PROBLEM STATEMENT: Go line by line through the data below and work out how many lines contain "gate"; the answer is that number alone.

Start of RECORDS FOR THE TASK

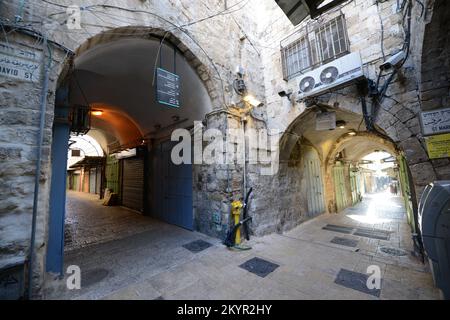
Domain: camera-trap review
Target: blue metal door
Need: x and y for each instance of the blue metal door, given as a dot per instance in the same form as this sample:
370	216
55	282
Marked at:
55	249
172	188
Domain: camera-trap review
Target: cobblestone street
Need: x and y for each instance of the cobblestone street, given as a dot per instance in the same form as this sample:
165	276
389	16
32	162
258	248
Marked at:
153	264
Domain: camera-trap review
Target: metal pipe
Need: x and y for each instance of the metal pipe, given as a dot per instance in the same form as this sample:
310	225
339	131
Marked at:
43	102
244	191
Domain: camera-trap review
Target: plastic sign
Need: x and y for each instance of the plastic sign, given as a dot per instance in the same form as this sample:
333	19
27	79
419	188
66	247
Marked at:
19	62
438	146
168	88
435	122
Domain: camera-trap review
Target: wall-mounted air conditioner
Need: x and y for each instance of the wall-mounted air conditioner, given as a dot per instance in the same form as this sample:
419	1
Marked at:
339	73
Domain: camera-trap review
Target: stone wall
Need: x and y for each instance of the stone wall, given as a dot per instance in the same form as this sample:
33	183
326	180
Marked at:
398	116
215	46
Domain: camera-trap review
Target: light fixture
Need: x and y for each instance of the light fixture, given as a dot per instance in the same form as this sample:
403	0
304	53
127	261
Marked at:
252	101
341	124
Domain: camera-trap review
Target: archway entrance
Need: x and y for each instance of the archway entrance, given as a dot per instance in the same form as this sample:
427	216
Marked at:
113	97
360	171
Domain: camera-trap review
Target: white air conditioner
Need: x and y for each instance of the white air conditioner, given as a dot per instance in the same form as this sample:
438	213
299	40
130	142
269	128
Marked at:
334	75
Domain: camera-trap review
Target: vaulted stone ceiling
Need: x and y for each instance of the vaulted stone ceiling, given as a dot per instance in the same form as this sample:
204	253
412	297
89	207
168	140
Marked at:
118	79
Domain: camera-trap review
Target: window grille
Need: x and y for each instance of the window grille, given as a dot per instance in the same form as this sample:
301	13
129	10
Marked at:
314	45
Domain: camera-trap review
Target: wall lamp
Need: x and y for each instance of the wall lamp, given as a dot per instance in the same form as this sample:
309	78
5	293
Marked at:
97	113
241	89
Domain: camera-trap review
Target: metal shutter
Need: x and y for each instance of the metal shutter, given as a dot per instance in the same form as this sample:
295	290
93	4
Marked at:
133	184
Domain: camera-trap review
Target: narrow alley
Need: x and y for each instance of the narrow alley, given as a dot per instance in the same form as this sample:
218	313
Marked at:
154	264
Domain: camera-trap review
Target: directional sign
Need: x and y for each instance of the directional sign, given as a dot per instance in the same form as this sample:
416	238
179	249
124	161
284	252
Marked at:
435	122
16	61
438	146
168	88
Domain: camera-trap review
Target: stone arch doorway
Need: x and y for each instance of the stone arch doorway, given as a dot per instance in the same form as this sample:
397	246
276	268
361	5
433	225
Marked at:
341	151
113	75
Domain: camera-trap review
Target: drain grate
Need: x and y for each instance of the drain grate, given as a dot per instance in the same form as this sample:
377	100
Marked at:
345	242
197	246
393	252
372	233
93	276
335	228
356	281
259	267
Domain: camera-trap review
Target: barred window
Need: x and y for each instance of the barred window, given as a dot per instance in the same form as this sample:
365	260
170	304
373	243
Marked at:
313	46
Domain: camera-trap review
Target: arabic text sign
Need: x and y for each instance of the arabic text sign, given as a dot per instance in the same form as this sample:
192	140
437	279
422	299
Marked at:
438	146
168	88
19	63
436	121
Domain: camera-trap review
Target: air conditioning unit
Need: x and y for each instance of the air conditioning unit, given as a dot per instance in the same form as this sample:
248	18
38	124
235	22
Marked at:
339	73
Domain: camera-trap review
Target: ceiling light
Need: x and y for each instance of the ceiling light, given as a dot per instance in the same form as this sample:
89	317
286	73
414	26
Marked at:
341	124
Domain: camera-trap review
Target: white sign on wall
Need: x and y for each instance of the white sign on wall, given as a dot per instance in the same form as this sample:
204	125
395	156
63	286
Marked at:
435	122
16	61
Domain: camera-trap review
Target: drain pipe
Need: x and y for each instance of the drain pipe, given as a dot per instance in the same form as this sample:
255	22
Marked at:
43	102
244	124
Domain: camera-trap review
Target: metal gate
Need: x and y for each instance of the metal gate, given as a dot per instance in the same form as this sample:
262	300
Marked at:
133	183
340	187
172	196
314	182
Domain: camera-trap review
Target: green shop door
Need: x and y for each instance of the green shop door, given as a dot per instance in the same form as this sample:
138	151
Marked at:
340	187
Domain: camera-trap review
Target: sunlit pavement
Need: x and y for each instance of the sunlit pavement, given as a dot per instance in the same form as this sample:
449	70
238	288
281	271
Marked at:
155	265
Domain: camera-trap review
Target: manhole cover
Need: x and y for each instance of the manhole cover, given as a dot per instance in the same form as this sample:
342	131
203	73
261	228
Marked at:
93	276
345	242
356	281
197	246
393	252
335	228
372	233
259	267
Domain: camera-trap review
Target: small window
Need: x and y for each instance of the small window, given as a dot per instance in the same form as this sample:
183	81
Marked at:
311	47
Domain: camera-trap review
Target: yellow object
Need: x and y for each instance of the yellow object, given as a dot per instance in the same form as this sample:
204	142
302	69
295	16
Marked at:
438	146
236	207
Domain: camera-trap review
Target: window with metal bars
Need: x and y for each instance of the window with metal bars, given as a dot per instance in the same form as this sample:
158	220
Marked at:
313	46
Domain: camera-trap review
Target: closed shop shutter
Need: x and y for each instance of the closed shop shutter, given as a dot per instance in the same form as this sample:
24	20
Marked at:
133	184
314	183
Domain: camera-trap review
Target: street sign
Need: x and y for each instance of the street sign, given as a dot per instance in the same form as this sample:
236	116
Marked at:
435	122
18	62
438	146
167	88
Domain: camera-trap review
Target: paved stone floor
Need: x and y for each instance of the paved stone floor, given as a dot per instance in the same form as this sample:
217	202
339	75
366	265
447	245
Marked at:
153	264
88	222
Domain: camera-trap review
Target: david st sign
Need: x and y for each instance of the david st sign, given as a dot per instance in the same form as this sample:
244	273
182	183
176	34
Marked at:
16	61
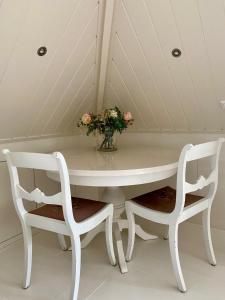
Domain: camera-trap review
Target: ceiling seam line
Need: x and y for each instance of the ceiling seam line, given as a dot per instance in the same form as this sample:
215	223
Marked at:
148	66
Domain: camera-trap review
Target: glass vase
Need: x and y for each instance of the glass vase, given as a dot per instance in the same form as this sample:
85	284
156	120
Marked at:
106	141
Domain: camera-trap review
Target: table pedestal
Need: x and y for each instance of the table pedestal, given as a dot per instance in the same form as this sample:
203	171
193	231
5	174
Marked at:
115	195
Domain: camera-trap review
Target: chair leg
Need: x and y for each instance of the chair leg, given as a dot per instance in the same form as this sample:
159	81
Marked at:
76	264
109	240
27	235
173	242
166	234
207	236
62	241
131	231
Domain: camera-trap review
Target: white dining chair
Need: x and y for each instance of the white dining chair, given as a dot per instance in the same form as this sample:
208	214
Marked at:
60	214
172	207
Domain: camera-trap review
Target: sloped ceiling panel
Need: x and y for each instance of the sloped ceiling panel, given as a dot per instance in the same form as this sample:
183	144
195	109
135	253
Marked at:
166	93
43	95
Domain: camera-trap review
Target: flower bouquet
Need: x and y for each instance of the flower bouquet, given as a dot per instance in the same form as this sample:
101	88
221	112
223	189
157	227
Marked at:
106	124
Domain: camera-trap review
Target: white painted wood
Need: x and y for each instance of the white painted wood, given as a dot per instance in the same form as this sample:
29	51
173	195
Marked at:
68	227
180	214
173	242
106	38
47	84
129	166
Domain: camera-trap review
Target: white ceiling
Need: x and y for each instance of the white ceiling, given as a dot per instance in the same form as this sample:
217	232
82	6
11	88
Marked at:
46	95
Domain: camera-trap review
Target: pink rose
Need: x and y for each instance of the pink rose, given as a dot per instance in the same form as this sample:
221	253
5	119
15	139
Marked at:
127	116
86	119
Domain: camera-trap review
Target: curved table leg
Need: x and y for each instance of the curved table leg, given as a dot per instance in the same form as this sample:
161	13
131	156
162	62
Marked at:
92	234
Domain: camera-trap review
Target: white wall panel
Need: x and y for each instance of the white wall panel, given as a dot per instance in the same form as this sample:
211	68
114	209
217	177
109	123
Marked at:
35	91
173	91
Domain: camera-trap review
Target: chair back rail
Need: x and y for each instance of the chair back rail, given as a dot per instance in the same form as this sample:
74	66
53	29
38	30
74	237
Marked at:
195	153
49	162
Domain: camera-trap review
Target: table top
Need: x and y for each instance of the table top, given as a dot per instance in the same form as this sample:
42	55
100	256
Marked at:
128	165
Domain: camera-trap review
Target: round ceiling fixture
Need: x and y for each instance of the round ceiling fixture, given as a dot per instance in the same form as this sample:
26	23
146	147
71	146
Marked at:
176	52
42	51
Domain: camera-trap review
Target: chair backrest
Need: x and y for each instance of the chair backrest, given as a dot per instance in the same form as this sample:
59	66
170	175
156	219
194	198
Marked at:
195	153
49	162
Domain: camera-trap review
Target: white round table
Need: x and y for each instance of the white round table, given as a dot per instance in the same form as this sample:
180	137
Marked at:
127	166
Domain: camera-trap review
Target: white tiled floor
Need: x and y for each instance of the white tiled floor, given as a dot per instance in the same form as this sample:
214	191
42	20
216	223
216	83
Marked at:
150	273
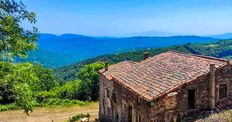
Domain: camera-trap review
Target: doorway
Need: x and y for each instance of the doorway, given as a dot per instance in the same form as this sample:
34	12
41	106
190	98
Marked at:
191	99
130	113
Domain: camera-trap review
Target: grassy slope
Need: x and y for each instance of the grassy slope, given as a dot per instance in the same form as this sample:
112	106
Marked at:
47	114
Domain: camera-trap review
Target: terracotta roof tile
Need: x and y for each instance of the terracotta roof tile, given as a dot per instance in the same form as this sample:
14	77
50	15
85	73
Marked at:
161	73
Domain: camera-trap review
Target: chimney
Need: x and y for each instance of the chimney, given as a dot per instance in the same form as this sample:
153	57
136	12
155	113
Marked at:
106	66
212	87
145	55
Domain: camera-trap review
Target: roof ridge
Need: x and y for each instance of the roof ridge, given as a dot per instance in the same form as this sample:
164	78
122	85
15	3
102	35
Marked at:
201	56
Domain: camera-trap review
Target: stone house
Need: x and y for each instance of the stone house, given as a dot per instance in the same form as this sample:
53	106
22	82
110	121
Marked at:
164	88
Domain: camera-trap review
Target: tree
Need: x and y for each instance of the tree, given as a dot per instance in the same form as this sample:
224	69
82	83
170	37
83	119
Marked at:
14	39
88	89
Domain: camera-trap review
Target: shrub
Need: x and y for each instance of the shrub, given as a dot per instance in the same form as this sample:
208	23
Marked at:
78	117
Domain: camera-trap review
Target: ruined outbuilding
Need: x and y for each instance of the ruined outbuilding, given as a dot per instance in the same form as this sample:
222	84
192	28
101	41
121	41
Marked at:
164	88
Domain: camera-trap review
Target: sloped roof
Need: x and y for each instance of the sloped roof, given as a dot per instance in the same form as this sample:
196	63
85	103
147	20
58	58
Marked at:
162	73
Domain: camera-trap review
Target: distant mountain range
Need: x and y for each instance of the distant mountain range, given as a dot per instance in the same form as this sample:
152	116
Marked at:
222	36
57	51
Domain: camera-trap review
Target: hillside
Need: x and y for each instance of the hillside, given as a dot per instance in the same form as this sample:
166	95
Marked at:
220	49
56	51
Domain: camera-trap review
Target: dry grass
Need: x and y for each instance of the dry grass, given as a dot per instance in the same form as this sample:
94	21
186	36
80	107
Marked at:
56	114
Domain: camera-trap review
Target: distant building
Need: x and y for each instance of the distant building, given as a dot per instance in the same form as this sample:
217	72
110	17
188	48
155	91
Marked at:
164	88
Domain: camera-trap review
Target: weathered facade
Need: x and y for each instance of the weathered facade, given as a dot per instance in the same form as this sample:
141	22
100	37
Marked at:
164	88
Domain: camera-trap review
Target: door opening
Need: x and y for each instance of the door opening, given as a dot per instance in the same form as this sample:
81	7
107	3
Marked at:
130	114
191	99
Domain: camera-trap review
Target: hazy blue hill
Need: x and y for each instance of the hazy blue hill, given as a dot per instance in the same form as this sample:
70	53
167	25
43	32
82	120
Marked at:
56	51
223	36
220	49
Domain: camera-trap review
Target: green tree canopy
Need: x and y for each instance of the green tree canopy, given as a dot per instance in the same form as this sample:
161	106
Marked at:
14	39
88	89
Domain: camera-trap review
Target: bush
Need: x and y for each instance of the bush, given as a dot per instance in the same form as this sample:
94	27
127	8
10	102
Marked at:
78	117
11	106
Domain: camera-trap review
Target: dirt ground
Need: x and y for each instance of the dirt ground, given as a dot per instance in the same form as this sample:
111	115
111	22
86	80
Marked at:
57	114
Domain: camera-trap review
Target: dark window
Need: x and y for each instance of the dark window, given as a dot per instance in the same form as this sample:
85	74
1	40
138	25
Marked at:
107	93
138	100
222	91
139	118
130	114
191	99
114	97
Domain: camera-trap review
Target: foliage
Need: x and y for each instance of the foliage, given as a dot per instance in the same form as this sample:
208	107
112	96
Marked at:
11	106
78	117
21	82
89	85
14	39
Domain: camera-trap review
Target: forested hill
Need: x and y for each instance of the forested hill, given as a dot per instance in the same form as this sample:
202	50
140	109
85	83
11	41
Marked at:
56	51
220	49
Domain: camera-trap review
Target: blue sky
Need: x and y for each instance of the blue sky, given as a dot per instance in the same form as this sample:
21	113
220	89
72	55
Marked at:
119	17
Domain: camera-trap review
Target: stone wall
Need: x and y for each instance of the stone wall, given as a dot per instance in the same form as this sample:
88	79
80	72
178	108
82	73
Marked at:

End of RECORDS FOR THE TASK

THE ANSWER: 2